» **WHAT THE TASK ASKS**:
Retype the records that come next, word for word.

Data records
+ + +

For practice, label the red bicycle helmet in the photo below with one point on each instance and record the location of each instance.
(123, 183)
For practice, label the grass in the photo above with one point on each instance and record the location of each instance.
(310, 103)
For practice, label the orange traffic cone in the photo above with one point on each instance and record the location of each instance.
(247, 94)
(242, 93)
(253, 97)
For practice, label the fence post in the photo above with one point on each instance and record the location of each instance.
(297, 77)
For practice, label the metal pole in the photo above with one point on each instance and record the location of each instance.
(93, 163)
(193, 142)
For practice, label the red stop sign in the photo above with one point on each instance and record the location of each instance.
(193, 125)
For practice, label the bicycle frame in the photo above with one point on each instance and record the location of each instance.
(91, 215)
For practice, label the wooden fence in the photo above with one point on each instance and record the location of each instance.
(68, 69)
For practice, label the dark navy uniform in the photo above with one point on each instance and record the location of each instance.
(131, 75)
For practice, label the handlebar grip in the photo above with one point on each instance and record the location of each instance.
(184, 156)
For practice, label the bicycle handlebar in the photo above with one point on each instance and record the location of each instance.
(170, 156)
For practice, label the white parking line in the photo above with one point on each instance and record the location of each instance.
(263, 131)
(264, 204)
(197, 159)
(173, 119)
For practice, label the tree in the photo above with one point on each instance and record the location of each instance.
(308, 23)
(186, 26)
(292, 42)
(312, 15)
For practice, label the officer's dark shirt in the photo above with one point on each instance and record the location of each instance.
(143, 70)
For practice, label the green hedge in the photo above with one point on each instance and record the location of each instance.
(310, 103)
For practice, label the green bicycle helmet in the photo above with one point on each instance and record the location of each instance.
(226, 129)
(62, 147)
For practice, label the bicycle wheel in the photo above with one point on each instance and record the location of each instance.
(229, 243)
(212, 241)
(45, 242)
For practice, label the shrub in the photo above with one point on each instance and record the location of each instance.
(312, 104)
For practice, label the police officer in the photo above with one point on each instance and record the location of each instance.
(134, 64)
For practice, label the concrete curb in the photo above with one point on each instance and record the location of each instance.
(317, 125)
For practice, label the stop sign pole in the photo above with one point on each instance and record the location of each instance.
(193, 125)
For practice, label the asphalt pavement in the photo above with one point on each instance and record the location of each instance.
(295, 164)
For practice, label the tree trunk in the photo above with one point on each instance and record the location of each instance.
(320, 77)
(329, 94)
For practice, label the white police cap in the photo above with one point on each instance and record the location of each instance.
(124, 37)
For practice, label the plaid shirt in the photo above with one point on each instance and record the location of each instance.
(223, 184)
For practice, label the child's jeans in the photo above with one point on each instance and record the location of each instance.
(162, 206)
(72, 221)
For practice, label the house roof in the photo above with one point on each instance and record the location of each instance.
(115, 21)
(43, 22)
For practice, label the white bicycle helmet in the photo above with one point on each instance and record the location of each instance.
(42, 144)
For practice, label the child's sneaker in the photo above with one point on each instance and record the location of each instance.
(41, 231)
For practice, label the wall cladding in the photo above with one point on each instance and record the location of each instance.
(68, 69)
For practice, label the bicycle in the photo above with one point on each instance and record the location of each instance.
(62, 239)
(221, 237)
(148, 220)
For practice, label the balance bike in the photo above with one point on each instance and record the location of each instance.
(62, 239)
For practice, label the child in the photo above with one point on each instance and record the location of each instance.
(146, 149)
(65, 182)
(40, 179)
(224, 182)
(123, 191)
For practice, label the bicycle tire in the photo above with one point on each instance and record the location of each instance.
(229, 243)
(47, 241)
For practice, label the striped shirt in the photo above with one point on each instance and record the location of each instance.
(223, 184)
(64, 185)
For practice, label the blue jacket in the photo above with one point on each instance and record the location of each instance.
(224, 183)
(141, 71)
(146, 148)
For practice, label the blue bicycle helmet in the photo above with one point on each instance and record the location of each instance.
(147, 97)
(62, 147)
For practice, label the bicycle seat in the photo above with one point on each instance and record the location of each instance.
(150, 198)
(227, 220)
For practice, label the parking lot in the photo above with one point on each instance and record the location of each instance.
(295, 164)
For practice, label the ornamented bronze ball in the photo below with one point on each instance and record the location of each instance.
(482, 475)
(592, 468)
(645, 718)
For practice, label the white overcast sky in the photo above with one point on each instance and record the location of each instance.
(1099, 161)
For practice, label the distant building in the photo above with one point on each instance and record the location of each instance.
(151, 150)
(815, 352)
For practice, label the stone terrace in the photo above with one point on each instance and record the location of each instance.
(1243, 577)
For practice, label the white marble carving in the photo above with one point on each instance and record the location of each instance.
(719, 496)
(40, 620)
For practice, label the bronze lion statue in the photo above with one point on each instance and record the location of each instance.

+ + +

» **WRITTEN ANSWER**:
For practice, label the red bicycle helmet in the photo below with one point on each instance and record the location of each instance.
(123, 183)
For practice, label the grass in the photo above with one point on each instance and record the location of each instance.
(310, 103)
For practice, label the orange traffic cone in the photo above with one point on each instance and record the location of each instance.
(247, 94)
(242, 93)
(253, 97)
For practice, label the fence post in the photo above with one point on each instance and record the location of each instance.
(297, 77)
For practice, label the metal pole in the photo above with one point on each instance and record the location of each instance.
(93, 163)
(193, 142)
For practice, label the red stop sign in the photo above with one point on each instance and record the location of each instance.
(193, 125)
For practice, label the bicycle frame in the photo above with one point on each instance and record the location of each instance.
(91, 215)
For practice, label the wooden fence in the photo above with one point on each instance and record the location of each instance.
(68, 69)
For practice, label the dark navy uniform in the photo above with one point on each instance and record the location of each instance.
(131, 75)
For practice, label the handlebar grip in the photo above with one point on each instance and record the location of each instance.
(184, 156)
For practice, label the bicycle handlebar in the photo above with one point on each instance and record the location of each instance.
(170, 156)
For practice, label the white parking line in the photo above with one point on each instance and record the location of each instance.
(263, 131)
(264, 204)
(197, 159)
(173, 119)
For practice, label the tree in the photo above with one point on each instance and record the location of each instance.
(308, 23)
(186, 26)
(292, 42)
(312, 15)
For practice, label the officer's dark shirt in the photo above with one point on each instance and record the location of each instance.
(143, 70)
For practice, label the green hedge in the photo above with one point on each instance and record the location of each instance.
(310, 103)
For practice, label the green bicycle helmet in the photo above with one point on each instance and record the location of each instance.
(226, 129)
(62, 147)
For practice, label the bicycle wheel in the photo above with one point on each instance and record the location of each instance.
(229, 243)
(212, 241)
(45, 242)
For practice, label the shrub in the photo above with one point on each instance and record the location of each instance.
(312, 104)
For practice, label the police officer in the photo above with one point on each instance and record the location of each instance.
(134, 64)
For practice, label the concrete curb in the photo above with one point on each instance and record the location of each instance.
(317, 125)
For practice, label the stop sign pole in the photo above with one point on each instance and record the location of each instance.
(193, 125)
For practice, label the asphalt pavement in the photo above with one point on each instance and record the location of each instance.
(295, 164)
For practice, label the tree trunk in the photo above with one point on each instance and record the location of each instance.
(320, 77)
(329, 94)
For practice, label the white police cap in the photo above with one point on each instance and record the location of each instance.
(124, 37)
For practice, label the plaid shirt in the photo above with one point on each instance and record the location of each instance.
(223, 184)
For practice, label the child's jeans in the photo above with one point on each instance and record the location of each instance.
(162, 206)
(72, 221)
For practice, label the house roof in the photo above with one point on each instance and record the location of each instance.
(115, 21)
(43, 22)
For practice, label the white bicycle helmet in the photo above with one point on each instance and record the location of each instance.
(42, 144)
For practice, label the child's sneaker in the photo above with one point on each instance and record the location of each instance.
(41, 231)
For practice, label the wall cladding in the photo above with one point on each instance and record the location of each instance.
(68, 69)
For practice, label the bicycle in the photo above with one point on each instance and record the location of each instance.
(62, 239)
(221, 237)
(148, 220)
For practice, label the balance bike in the photo above with one point on each instance and record the location of each instance.
(62, 239)
For practice, label the child in the photo above with one point on each instance and record the location of each instance.
(146, 149)
(65, 182)
(40, 179)
(224, 182)
(123, 191)
For practice, label the bicycle tire in the photo above with one point on each instance and record the location of each instance.
(229, 243)
(47, 241)
For practice, label the striped shirt in the photo above with one point on each instance and record the location of each instance.
(223, 184)
(64, 185)
For practice, label the blue jacket in the photo above with one point on each instance and record the location of each instance.
(224, 183)
(141, 71)
(146, 148)
For practice, label the blue bicycle helmet in the photo above with one point on each instance and record the location of each instance.
(147, 97)
(62, 147)
For practice, label the bicycle seat in the photo above with one point on each instance and record the location of each instance.
(150, 198)
(227, 220)
For practice, label the parking lot in the photo above with one point on each instance and record the location of each instance.
(295, 164)
For practice, label the ornamented bronze ball in the photo below with one point on each instance and record the location of each instance.
(482, 475)
(592, 468)
(645, 718)
For practice, label the white overcast sky in the photo above with one point on each instance and record the location of each instance.
(1099, 161)
For practice, label the distant building in the photo above with one point on each instance and record the location of each instance.
(151, 150)
(815, 352)
For practice, label the stone terrace in the photo above with one point on each instance and record the location of each instance.
(1243, 577)
For practice, label the white marble carving in the photo above with one point on each instance and record the location of each instance.
(719, 496)
(40, 620)
For practice, label the bronze lion statue in the photo above with one point on each instance and record the location of each instance.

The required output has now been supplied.